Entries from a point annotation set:
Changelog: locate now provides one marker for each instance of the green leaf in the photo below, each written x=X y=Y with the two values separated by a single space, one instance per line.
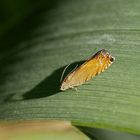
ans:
x=35 y=53
x=35 y=130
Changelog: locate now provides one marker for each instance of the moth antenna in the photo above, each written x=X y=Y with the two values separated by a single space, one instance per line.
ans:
x=65 y=70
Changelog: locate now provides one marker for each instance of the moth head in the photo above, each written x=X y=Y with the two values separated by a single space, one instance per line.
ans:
x=103 y=54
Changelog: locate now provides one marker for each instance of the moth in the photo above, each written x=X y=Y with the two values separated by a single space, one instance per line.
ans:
x=89 y=69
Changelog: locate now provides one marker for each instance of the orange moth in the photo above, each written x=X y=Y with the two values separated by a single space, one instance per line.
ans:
x=89 y=69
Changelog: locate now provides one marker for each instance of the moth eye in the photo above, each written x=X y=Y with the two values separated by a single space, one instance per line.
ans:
x=111 y=59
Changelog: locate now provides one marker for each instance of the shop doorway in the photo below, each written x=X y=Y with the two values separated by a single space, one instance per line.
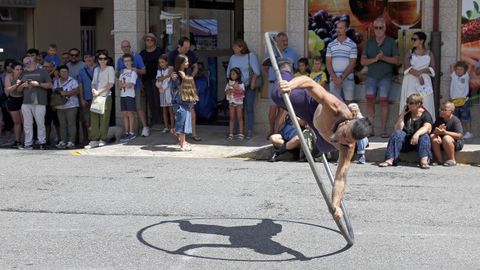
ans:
x=211 y=26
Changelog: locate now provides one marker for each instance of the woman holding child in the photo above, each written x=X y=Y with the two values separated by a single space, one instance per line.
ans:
x=412 y=130
x=248 y=64
x=418 y=66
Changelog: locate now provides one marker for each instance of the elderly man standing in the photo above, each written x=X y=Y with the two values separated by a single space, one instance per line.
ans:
x=340 y=60
x=150 y=56
x=380 y=55
x=447 y=134
x=139 y=67
x=35 y=86
x=183 y=47
x=287 y=53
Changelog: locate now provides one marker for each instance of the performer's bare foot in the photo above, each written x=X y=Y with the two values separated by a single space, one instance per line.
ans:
x=337 y=215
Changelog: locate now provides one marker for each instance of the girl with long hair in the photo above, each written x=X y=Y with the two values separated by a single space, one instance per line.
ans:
x=185 y=99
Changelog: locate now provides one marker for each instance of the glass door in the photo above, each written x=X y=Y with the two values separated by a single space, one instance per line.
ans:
x=210 y=26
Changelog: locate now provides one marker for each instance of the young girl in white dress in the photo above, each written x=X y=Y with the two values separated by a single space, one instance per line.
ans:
x=163 y=85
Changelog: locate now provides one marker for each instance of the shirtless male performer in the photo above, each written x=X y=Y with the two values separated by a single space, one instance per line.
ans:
x=334 y=125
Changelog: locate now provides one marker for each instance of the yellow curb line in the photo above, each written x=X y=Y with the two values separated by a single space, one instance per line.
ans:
x=74 y=152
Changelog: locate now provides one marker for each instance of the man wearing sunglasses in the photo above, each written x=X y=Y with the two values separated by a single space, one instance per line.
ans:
x=35 y=85
x=380 y=55
x=75 y=64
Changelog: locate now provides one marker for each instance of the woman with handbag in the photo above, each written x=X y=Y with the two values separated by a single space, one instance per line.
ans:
x=247 y=62
x=418 y=65
x=15 y=100
x=68 y=88
x=102 y=82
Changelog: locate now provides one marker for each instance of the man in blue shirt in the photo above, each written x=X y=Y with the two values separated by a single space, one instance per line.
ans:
x=287 y=53
x=85 y=77
x=139 y=67
x=183 y=47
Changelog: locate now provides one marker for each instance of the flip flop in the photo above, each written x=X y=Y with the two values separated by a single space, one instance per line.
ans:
x=385 y=164
x=424 y=166
x=449 y=163
x=196 y=138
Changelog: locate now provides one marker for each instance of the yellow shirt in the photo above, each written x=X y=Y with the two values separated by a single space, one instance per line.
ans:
x=318 y=77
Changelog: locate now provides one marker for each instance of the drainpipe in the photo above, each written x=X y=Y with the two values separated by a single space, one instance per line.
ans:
x=436 y=45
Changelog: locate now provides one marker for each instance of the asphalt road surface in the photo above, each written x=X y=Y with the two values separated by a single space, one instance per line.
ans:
x=60 y=211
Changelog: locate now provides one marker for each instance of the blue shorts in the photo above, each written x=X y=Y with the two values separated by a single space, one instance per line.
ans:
x=348 y=85
x=375 y=87
x=288 y=132
x=127 y=104
x=463 y=113
x=272 y=88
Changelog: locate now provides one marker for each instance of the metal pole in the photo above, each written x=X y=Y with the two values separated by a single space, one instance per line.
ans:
x=345 y=229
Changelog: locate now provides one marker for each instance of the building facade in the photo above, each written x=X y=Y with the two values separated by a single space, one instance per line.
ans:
x=212 y=24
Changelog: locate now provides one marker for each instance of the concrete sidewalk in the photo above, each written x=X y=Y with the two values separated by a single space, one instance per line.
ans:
x=215 y=145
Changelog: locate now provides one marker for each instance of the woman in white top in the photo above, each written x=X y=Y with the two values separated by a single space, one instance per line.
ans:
x=102 y=81
x=418 y=66
x=67 y=113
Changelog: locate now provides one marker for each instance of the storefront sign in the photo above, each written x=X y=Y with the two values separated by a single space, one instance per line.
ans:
x=18 y=3
x=169 y=27
x=402 y=18
x=470 y=40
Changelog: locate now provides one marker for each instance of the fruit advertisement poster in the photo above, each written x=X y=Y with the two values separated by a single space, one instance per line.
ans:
x=399 y=15
x=470 y=37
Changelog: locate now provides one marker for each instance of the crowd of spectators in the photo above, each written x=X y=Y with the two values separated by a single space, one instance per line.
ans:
x=73 y=96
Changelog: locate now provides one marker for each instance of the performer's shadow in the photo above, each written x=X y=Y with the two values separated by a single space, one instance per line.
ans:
x=256 y=237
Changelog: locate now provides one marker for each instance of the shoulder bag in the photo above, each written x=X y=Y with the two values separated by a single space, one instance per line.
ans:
x=98 y=102
x=259 y=82
x=57 y=99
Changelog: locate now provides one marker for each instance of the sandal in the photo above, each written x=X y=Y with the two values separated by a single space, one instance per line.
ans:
x=186 y=148
x=196 y=138
x=424 y=166
x=385 y=164
x=449 y=163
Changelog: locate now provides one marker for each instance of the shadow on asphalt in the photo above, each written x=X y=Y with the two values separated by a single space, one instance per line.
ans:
x=256 y=237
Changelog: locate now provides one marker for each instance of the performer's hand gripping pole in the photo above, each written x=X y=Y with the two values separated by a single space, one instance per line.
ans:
x=345 y=227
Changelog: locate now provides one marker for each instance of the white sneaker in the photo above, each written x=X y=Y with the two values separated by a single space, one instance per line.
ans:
x=61 y=145
x=91 y=145
x=467 y=135
x=145 y=132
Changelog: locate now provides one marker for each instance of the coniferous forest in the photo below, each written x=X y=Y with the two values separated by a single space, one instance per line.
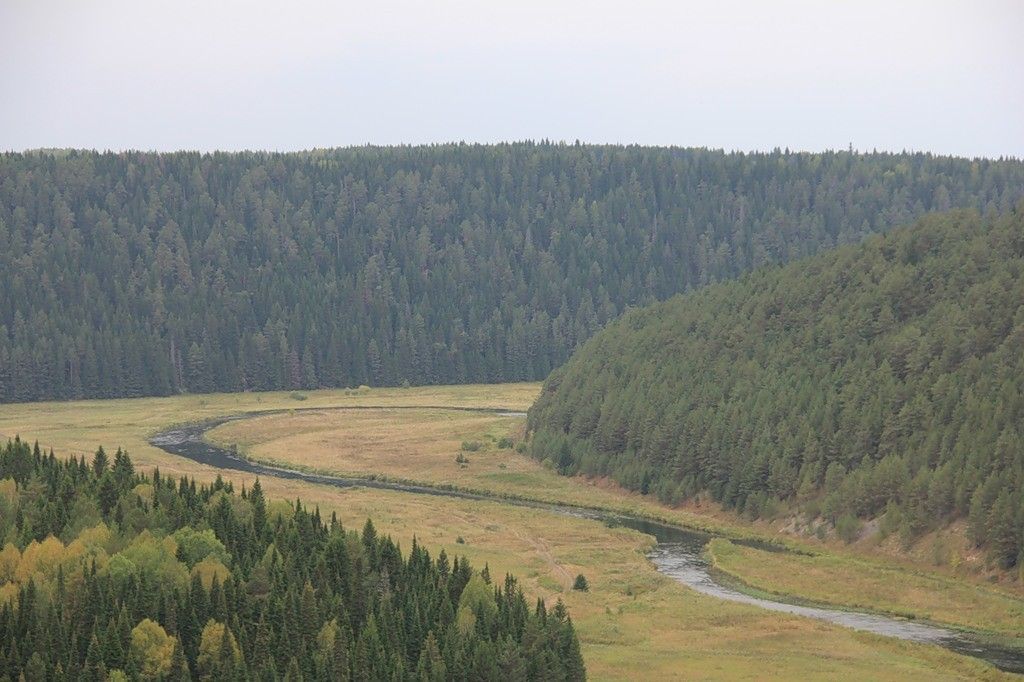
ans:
x=135 y=273
x=108 y=573
x=884 y=380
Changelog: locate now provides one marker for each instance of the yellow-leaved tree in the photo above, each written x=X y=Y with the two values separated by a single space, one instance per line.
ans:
x=153 y=648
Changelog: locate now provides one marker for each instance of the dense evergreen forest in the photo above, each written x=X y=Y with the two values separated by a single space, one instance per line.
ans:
x=881 y=380
x=109 y=574
x=134 y=273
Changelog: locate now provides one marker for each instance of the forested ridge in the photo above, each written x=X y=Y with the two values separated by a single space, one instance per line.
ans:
x=110 y=574
x=135 y=273
x=880 y=380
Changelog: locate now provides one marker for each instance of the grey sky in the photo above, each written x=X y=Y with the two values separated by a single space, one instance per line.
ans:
x=945 y=77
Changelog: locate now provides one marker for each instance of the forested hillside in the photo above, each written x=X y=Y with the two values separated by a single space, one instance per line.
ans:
x=153 y=273
x=109 y=574
x=886 y=378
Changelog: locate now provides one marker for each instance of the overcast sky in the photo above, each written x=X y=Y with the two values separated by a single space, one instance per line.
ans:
x=944 y=77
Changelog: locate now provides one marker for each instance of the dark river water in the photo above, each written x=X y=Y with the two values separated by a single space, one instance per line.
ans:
x=678 y=553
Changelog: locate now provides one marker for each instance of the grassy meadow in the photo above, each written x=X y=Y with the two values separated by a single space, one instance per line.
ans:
x=633 y=621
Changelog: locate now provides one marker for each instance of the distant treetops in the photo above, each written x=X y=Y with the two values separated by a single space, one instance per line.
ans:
x=136 y=273
x=110 y=574
x=881 y=380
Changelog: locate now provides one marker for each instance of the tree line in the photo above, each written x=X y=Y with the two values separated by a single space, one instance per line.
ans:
x=883 y=381
x=135 y=273
x=107 y=573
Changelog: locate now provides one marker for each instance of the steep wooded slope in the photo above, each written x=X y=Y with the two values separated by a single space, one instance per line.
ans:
x=886 y=377
x=152 y=273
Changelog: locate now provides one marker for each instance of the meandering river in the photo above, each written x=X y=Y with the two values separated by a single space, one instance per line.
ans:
x=678 y=553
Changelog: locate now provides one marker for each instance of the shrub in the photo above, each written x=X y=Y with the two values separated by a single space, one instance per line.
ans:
x=848 y=527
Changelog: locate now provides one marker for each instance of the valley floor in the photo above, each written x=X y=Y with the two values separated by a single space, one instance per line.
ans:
x=633 y=619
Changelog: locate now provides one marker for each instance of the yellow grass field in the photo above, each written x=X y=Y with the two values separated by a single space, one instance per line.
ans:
x=870 y=586
x=634 y=623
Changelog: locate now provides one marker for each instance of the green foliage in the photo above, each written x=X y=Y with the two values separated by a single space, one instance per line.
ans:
x=882 y=378
x=194 y=546
x=267 y=594
x=138 y=273
x=848 y=527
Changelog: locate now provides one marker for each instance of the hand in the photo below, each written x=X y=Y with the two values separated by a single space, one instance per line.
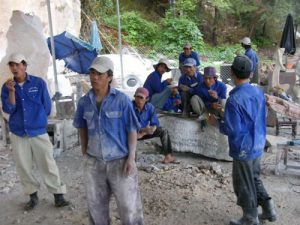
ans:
x=150 y=129
x=216 y=106
x=177 y=102
x=10 y=84
x=213 y=94
x=140 y=134
x=184 y=87
x=169 y=80
x=129 y=166
x=212 y=120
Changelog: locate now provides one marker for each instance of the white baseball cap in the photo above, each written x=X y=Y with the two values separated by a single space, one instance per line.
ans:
x=163 y=61
x=246 y=41
x=102 y=64
x=16 y=58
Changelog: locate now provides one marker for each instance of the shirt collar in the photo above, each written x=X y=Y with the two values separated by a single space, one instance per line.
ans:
x=238 y=87
x=146 y=106
x=112 y=91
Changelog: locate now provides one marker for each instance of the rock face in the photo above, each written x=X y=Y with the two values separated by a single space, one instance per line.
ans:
x=187 y=136
x=24 y=28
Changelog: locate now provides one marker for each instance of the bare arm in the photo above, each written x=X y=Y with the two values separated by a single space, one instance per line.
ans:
x=83 y=139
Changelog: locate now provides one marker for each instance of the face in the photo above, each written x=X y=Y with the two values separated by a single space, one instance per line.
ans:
x=162 y=68
x=140 y=101
x=187 y=51
x=174 y=90
x=209 y=81
x=190 y=70
x=99 y=80
x=17 y=69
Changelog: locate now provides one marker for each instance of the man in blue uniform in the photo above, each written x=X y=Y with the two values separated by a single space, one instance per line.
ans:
x=188 y=53
x=158 y=90
x=188 y=83
x=173 y=103
x=150 y=126
x=26 y=99
x=210 y=96
x=251 y=54
x=108 y=133
x=245 y=125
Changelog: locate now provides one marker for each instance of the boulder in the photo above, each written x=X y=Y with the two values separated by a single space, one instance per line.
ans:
x=186 y=136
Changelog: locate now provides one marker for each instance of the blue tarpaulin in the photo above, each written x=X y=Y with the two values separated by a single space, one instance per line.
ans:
x=77 y=54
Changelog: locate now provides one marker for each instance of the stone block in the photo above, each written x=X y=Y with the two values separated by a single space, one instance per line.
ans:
x=187 y=136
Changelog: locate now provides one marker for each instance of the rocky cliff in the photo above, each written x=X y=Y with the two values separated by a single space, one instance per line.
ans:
x=24 y=28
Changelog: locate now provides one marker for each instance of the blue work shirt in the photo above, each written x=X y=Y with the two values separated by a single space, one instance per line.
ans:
x=194 y=55
x=108 y=128
x=192 y=82
x=147 y=117
x=28 y=117
x=169 y=105
x=153 y=83
x=245 y=122
x=250 y=53
x=202 y=92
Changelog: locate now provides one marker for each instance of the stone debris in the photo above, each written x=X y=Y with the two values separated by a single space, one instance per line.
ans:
x=8 y=176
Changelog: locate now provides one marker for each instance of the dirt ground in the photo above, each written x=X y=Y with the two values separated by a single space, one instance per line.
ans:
x=198 y=191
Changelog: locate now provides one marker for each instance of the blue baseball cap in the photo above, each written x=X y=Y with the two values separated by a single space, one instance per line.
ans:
x=190 y=62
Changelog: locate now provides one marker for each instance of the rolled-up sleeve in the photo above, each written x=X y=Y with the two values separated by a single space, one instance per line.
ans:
x=131 y=121
x=46 y=98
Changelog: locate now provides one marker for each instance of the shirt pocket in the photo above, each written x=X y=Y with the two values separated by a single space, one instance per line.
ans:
x=113 y=119
x=33 y=95
x=89 y=116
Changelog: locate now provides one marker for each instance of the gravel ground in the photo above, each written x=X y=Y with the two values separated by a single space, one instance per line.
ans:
x=197 y=191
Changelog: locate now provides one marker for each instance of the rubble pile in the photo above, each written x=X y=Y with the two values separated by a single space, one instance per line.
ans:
x=8 y=176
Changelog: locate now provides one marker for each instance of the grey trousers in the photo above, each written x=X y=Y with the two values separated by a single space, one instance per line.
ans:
x=247 y=184
x=38 y=149
x=106 y=178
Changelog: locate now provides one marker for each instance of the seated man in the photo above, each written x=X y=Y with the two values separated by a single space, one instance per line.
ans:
x=173 y=103
x=158 y=90
x=188 y=53
x=150 y=128
x=188 y=82
x=210 y=96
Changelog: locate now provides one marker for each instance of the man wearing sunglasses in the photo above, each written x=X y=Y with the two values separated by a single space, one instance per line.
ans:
x=26 y=99
x=150 y=126
x=210 y=96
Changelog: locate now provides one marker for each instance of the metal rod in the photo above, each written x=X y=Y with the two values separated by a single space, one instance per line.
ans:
x=52 y=45
x=120 y=41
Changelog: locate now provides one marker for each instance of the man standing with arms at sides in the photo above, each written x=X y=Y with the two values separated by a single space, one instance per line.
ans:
x=108 y=133
x=150 y=126
x=26 y=99
x=245 y=125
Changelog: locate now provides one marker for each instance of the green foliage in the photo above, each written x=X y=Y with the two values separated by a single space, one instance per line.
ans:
x=175 y=32
x=224 y=53
x=136 y=30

__SHORT TASK__
Reproduce the data starting at the line containing "of the orange" and ending at the line containing "x=337 y=215", with each coordinate in the answers offset by 78. Omit the pictures.

__PROBLEM SOLUTION__
Changelog: locate now provides one marker for each instance of the orange moth in the photo above, each written x=X y=Y with the two values separated by a single space, one instance per line.
ans:
x=167 y=147
Changelog: locate now provides one marker for each instance of the moth eye in the photo above, each written x=X y=Y with the two values separated by a single space, one instance per line.
ans:
x=189 y=137
Changelog: locate now provides one marker for each instance of the shop doorway in the photo below, each written x=X y=Y with the two values separated by a single space, one instance per line.
ans:
x=289 y=104
Changelog: locate now provides one marker for each instance of the woman holding child in the photo above, each written x=X y=Y with the two values separated by a single space, one instance per line.
ans:
x=490 y=208
x=326 y=142
x=496 y=144
Changelog: locate now provides one marker for each instance of the elderly man standing in the photo above, each written x=X y=Y with the two values separated by a single space, one instance per line.
ans:
x=418 y=138
x=228 y=134
x=458 y=133
x=525 y=212
x=217 y=145
x=113 y=164
x=261 y=125
x=365 y=131
Changelog: locate now provides one marker for each instance of the performer's bare foot in the photo above, each written x=X y=Y with the two values separated by a single space, one instance per line.
ans:
x=415 y=293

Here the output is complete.